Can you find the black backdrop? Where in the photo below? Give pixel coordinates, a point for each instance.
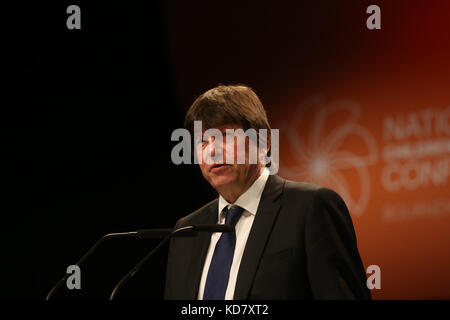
(88, 116)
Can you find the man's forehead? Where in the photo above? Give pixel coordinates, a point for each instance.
(224, 127)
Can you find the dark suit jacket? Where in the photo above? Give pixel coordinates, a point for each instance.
(302, 245)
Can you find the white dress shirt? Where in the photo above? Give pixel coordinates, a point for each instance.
(249, 201)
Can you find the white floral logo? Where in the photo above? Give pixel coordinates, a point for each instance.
(326, 146)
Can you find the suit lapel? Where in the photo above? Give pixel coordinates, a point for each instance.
(262, 225)
(201, 244)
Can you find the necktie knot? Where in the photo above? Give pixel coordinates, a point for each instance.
(233, 214)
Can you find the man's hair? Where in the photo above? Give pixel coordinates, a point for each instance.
(228, 105)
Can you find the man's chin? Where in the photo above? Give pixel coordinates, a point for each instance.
(221, 181)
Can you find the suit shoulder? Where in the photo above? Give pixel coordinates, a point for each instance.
(192, 217)
(307, 189)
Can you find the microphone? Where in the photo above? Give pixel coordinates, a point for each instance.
(188, 231)
(184, 230)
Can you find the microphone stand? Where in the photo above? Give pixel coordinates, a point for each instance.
(87, 254)
(133, 271)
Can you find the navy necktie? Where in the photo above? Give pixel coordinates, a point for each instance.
(219, 269)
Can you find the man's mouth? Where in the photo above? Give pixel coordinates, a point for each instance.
(218, 166)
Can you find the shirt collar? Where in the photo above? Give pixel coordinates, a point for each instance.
(249, 200)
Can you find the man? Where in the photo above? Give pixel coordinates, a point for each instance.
(292, 240)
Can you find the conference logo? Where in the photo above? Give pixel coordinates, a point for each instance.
(326, 145)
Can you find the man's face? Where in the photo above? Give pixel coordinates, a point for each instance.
(229, 173)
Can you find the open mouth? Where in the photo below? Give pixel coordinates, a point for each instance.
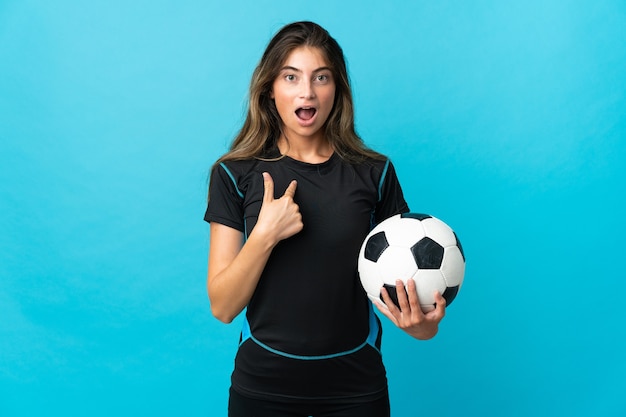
(306, 113)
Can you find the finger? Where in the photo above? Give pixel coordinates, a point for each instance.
(291, 189)
(403, 301)
(414, 301)
(389, 304)
(385, 311)
(440, 308)
(268, 187)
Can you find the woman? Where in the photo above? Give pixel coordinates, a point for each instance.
(289, 206)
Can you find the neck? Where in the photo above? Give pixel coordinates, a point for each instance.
(313, 152)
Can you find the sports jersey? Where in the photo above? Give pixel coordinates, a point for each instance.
(309, 330)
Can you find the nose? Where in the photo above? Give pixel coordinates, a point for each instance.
(306, 89)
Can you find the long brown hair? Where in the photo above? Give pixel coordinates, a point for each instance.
(262, 127)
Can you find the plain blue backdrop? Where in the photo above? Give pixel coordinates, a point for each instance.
(505, 119)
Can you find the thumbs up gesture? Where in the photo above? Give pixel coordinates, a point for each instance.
(279, 218)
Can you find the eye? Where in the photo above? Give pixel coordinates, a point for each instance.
(322, 78)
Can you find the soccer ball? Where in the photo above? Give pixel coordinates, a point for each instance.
(417, 246)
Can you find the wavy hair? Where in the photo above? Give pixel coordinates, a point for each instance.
(262, 126)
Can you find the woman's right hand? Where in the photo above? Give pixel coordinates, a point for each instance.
(278, 218)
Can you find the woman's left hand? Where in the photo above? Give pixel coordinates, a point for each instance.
(410, 317)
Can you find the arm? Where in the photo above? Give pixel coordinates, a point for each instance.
(409, 317)
(235, 269)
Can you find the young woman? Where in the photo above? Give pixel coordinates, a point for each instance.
(289, 206)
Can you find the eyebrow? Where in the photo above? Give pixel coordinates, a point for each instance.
(290, 68)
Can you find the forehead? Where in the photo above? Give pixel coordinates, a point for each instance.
(306, 57)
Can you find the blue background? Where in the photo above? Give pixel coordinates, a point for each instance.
(505, 119)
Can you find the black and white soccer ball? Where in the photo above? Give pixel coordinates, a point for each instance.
(417, 246)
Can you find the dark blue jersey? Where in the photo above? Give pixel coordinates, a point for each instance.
(310, 331)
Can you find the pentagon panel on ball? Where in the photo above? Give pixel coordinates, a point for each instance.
(412, 245)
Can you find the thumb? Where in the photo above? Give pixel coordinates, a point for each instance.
(268, 187)
(291, 189)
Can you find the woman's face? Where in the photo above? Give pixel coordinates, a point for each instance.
(304, 93)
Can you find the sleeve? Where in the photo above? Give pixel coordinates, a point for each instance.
(225, 201)
(390, 197)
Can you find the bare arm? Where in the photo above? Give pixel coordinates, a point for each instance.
(235, 267)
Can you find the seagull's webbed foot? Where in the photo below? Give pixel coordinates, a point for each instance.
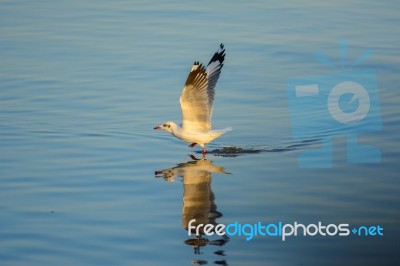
(192, 145)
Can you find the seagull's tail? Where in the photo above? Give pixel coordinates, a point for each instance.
(219, 132)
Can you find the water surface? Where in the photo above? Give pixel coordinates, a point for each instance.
(82, 84)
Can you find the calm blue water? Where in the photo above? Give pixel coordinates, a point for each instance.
(82, 84)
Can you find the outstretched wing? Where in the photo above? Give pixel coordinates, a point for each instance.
(197, 97)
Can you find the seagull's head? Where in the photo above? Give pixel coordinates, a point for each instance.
(167, 126)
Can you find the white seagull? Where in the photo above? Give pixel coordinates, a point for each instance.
(197, 101)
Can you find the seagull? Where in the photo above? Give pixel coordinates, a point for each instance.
(197, 101)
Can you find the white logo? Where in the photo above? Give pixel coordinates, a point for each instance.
(359, 93)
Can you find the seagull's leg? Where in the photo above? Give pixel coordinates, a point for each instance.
(192, 145)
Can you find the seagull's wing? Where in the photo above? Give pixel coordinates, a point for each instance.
(197, 97)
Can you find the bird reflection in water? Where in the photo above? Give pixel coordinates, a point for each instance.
(198, 203)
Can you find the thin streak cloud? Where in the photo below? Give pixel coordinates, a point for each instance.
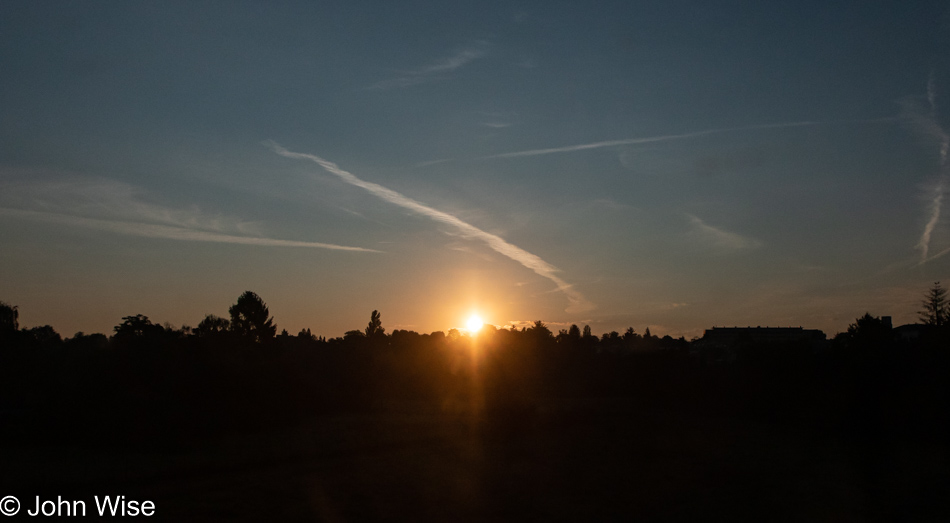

§

Rewrite all the records above with "a point for each instance" replaced by "one point per instance" and everything else unchanged. Leave the pictures out.

Can you find the black backdrop? Where in the photo below? Give pixel coordinates, one point per instance.
(88, 116)
Can you find the man's forehead? Where in the photo above? Give pixel coordinates, one point per instance.
(224, 127)
Can you find the dark suit jacket? Where in the photo above? Give pixel coordinates, one point per instance.
(302, 245)
Can you find the white dress shirt? Where in the photo above? Give pixel coordinates, one point per instance.
(249, 201)
Can you find the white floral logo? Where in the photo above? Give pixel coordinates, one point per instance.
(326, 146)
Can you find the suit lapel? Where in the photo above? Give pixel coordinates, one point per instance.
(262, 225)
(201, 244)
Can you find the necktie knot? Where in the photo above? Give pixel coordinates, one point per instance.
(233, 214)
Can you find the man's hair? Where in the photo above? Give pixel coordinates, one point per instance.
(228, 105)
Can you find the man's chin? Where in the photo above? Give pixel coordinates, one point per instance.
(221, 181)
Can you find the suit shoulder? Where in the photo above? Give pixel coordinates, one point per instance.
(192, 217)
(307, 189)
Can you find the microphone? Where in the photo above? Give pixel coordinates, one point per instance.
(188, 231)
(184, 230)
Can you find the microphone stand? Where in the photo above? Give pixel coordinates, one point per instance.
(87, 254)
(133, 271)
Can you find the navy necktie? Where in the photo above? Give pixel coordinates, one point per instance.
(219, 269)
Can you find the man's mouth? Where in the photo above? Give pixel coordinates, one point per instance.
(218, 166)
Can you find the shirt collar? Where in the photo above? Give pixel coordinates, one point per instance.
(249, 200)
Can you find the man? Where in the photo above? Give pixel coordinates, one point per instance.
(292, 240)
Can you find the conference logo? Where in the photo above? Give pixel coordinates, one point per instance.
(326, 145)
Can you find the man's face? Where in the photo above? Give pixel coordinates, one point per instance.
(229, 173)
Can you find the open mouth? Where in the photo below? Give pixel coordinates, one point per instance.
(306, 113)
Can you find the finger? Where in the photo above? Give pixel coordinates, one point per instance.
(291, 189)
(403, 301)
(414, 301)
(389, 304)
(385, 311)
(440, 308)
(268, 187)
Can you find the woman? Where in the photo above? Give pixel coordinates, one point per instance.
(289, 206)
Can you find the neck? Where in the photo above? Give pixel coordinates, one point per instance.
(313, 152)
Can you find the sports jersey? Where in the photo above? Give pixel coordinates, one point per instance.
(309, 330)
Can you find the nose? Where in the photo above? Give pixel coordinates, one point per instance.
(306, 89)
Can you find the long brown hair? Where in the photo above? Give pixel coordinates, one point per instance.
(262, 127)
Can you find the plain blue backdrop? Where in the photo above? Give pixel coordinates, one point per instance.
(505, 119)
Can you find the thumbs up gesture? Where in the photo above? Give pixel coordinates, one point per instance.
(279, 218)
Can you find the eye? Where in the photo above? Give pixel coordinates, one point per instance.
(322, 78)
Can you find the soccer ball? Where in the photo above? Give pixel coordinates, one point per instance.
(417, 246)
Can you find the wavy hair? Where in the photo above? Give pixel coordinates, one point per instance.
(262, 126)
Can you find the woman's right hand? Where in the photo above? Give pixel coordinates, one point per instance.
(278, 218)
Can you find the woman's left hand? Where in the photo above? Give pixel coordinates, one point per instance.
(410, 317)
Can you find the arm? Where in the photo above? Give pixel coordinates, one point per instance.
(409, 317)
(235, 269)
Can you find the young woman? Where in the photo above? Give pixel coordinates, one point per instance.
(289, 206)
Can you find the eyebrow? Where in the photo above? Give pixel coordinates, one point per instance.
(290, 68)
Can you find the forehead? Where in the photo above? Give pixel coordinates, one point per instance.
(306, 57)
Can you find the blue background? Where in the photo above? Give pixel coordinates, one point per instance.
(505, 119)
Can you find the black and white soccer ball? Where in the photo above? Give pixel coordinates, one point per instance.
(417, 246)
Can you find the dark blue jersey? Where in the photo above? Give pixel coordinates, one point per instance.
(310, 331)
Can you find the pentagon panel on ball? Where in the photo above? Give pixel coordinates, one point per instance.
(412, 245)
Can you find the thumb? Where in the photo above? Give pixel coordinates, one point per instance.
(268, 187)
(291, 189)
Can you find the woman's face? Where in the photo above? Give pixel coordinates, one point per instance.
(304, 93)
Can you find the sleeve? Where in the photo above? Give pixel coordinates, one point per instance.
(225, 201)
(390, 197)
Can you find the bare arm? Where in the photo above? Give pixel coordinates, one point per instance.
(235, 267)
Can you find the seagull's webbed foot? Where in the photo below? Give pixel coordinates, one point per instance.
(192, 145)
Can you find the seagull's tail? Where in the photo above? Give pixel coordinates, one point per instance.
(219, 132)
Can you find the water surface? Where in the photo above? Give pixel coordinates, one point per instance.
(82, 84)
Can you find the calm blue water? Where in the photo above? Give pixel coordinates, one point per instance.
(82, 84)
Can you find the outstretched wing? Where in the photo above? Give pixel coordinates, one point per instance.
(197, 97)
Can you find the seagull's head? Where in the photo above? Give pixel coordinates, one point per instance.
(167, 126)
Can you find the white seagull? Where in the photo above? Give pixel coordinates, one point per instance.
(197, 101)
Can you find the seagull? Where in the photo above? Give pixel coordinates, one point per instance.
(197, 101)
Can you find the white logo? Where in the photo above? Give pixel coordinates, one point per instance.
(359, 93)
Can you find the seagull's leg? Where in the photo above? Give pixel coordinates, one point per instance.
(192, 145)
Can you find the seagull's wing? Where in the photo above? Give pixel coordinates, one point per instance.
(197, 97)
Can you find the bird reflection in water? Where in the photo above? Give pixel coordinates, one point per instance.
(198, 203)
Can you find the thin streak cloud? Where in the photo below? Give pixel coordinates, one point per instance.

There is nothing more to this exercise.